== Problem ==
Copy each of the items below word for word, changing nothing.

== Raw data ==
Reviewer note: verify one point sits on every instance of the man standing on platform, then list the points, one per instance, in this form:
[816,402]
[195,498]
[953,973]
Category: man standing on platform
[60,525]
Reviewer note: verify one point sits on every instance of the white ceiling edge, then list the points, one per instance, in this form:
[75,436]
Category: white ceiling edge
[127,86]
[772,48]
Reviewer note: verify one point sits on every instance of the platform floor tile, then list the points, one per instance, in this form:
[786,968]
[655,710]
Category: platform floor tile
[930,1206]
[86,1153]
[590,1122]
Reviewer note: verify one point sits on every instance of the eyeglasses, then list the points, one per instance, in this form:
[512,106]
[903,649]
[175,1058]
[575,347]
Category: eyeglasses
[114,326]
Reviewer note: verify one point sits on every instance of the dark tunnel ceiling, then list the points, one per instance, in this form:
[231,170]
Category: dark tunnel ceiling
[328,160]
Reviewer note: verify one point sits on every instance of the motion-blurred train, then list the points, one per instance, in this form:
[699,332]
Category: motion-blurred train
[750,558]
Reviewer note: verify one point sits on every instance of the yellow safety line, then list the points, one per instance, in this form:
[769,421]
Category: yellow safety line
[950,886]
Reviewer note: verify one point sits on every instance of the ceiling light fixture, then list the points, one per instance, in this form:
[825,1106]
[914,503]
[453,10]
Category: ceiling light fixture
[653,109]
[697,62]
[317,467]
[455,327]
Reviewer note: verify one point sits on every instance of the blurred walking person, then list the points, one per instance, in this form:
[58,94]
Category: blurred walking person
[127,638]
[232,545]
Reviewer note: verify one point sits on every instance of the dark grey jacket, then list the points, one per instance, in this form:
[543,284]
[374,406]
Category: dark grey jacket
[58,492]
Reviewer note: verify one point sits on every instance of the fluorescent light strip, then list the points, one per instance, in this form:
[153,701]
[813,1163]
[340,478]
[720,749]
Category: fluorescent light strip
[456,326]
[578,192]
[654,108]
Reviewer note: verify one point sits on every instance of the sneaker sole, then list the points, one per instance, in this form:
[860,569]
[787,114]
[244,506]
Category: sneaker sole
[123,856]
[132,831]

== Result below ==
Reviewer note: verify one point sits on every instance of the man standing on platform, then list the points, one per instance, in this form:
[816,402]
[195,498]
[953,973]
Category: man standing on platform
[60,525]
Reviewer note: verify one point sits on every instance of the white ceiling edge, then list the points, one per instance, in this form:
[75,436]
Category: white ceiling edge
[127,86]
[772,48]
Reviewer note: verify one point sits on every instance of the platform floor tile, then list the points, one per instance, in this form:
[786,968]
[655,710]
Category: platform floor tile
[930,1206]
[86,1153]
[590,1122]
Reviewer note: verify one point sits on every instance of the eyeglasses, then list the points, one per instance, in this form:
[512,106]
[903,649]
[175,1058]
[575,347]
Category: eyeglasses
[114,326]
Reviewer note: verify one point sits on every instance of the dark tunnel ceiling, then list the points, one per instance, in this form:
[231,170]
Category: dark tunnel ceiling
[328,160]
Reviewer note: verify one point sits on every instance of the motion-blurred train, then list the points, one per instance, in this form:
[699,332]
Category: motion-blurred train
[750,558]
Reviewer note: verify one point sits on every instance of the yellow safety line, then list the points, one per instance, in this form:
[769,421]
Category: yellow safety line
[950,886]
Reviewer note: verify one point sits on every instance of the ceiling light fixture, then list the points, one per instance, in this form:
[825,1106]
[914,503]
[453,10]
Category: ceiling light fixture
[653,109]
[697,62]
[317,467]
[455,327]
Reviewer note: verify one point sits on every instance of the blurred walking person, then list the points, one per instance, in this form:
[58,94]
Category: blurred walking person
[127,638]
[232,545]
Reviewer note: verify one point sits on every instance of the dark grey jacket, then list the points, one per instance, in this form:
[543,284]
[374,406]
Category: dark grey jacket
[58,492]
Reviewer note: verify one point sits on every instance of the fluorescent light strip, then list the points, one per instance, in this form:
[153,701]
[813,1163]
[340,478]
[720,749]
Category: fluorescent light strip
[456,326]
[578,192]
[654,108]
Reviewer note: verify one point sits on every instance of the sneaker sole, then list the points, one per instance, in this form:
[860,569]
[787,114]
[244,506]
Category: sneaker sole
[123,856]
[132,831]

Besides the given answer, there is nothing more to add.